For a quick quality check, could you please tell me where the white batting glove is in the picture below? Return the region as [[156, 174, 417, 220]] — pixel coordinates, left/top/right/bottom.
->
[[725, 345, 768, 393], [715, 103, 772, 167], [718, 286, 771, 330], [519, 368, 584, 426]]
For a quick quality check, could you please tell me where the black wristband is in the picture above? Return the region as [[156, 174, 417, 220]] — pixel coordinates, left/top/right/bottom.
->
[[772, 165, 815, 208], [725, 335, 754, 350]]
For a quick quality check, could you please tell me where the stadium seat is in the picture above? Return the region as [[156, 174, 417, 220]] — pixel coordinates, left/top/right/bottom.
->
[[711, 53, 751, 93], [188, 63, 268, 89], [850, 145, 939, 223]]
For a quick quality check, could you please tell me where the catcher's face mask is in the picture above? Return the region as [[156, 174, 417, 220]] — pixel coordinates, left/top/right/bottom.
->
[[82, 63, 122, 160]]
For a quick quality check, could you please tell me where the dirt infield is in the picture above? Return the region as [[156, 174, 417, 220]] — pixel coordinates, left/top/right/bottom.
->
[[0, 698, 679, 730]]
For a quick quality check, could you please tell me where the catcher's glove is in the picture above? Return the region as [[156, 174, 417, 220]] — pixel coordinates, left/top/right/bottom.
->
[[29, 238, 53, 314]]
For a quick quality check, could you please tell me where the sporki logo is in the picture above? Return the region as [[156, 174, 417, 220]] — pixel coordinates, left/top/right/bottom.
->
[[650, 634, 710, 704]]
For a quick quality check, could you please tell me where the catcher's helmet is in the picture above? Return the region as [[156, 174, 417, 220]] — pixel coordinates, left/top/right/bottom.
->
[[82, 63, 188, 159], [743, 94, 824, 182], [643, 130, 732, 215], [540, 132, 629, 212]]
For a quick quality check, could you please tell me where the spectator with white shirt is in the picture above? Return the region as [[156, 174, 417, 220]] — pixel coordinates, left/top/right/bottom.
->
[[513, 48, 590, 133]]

__What you should do__:
Edit the records above so that every "pixel coordinates" reads "image coordinates", and leave everything else unchanged.

__Response to the task__:
For a quick quality check, could you please tell me where the white batting glove is in the picture below? Return the region as [[156, 174, 417, 220]] — image coordinates, left/top/right/bottom.
->
[[725, 345, 768, 393], [715, 103, 772, 167], [718, 286, 771, 330], [519, 368, 584, 426]]
For a quick quality check, could you please tell me where the black wristband is in the picture above? Return the region as [[156, 174, 417, 220]] — image coordinates, left/top/right/bottom.
->
[[772, 165, 815, 208], [725, 335, 754, 350]]
For a quick quality check, could you please tell me where the stadium seat is in the picture above? Return the region as [[156, 174, 417, 220]] — image coordinates, left/top/right/bottom.
->
[[711, 53, 751, 93], [188, 63, 268, 89], [850, 145, 939, 223]]
For a quick quality check, could you please tell me where the catcher's face mask is in the picture above? Return the region as [[156, 174, 417, 220]] — image coordinates, left/top/right/bottom.
->
[[82, 63, 122, 160]]
For a quick quality check, could you please tell me where the dirt infield is in the picture above? Return the region as [[156, 174, 417, 220]] — image coordinates, left/top/right/bottom.
->
[[0, 698, 679, 730]]
For a quick quality check, could you please tell me where the catcher's glove is in the picture above? Return the region as [[156, 174, 417, 220]] — image coordinates, left/top/right/bottom.
->
[[29, 238, 53, 314]]
For a quick quality check, could you please tell me where the sporki logo is in the picture above? Return the region as [[156, 174, 417, 220]] — image coordinates, left/top/right/bottom.
->
[[650, 634, 710, 704]]
For a quick quality check, could you please tell me where the catcher's helmet is in the picture above? Return the region as [[156, 174, 417, 220]] — image coordinates, left/top/right/bottom.
->
[[82, 63, 188, 159], [743, 94, 824, 182], [643, 130, 732, 215], [540, 132, 629, 212]]
For a quick quality check, could you please tell me where the spectator with white shirt is in the picture above? Return the region as [[156, 174, 417, 220]] — image coordinates, left/top/right/bottom.
->
[[513, 48, 590, 133]]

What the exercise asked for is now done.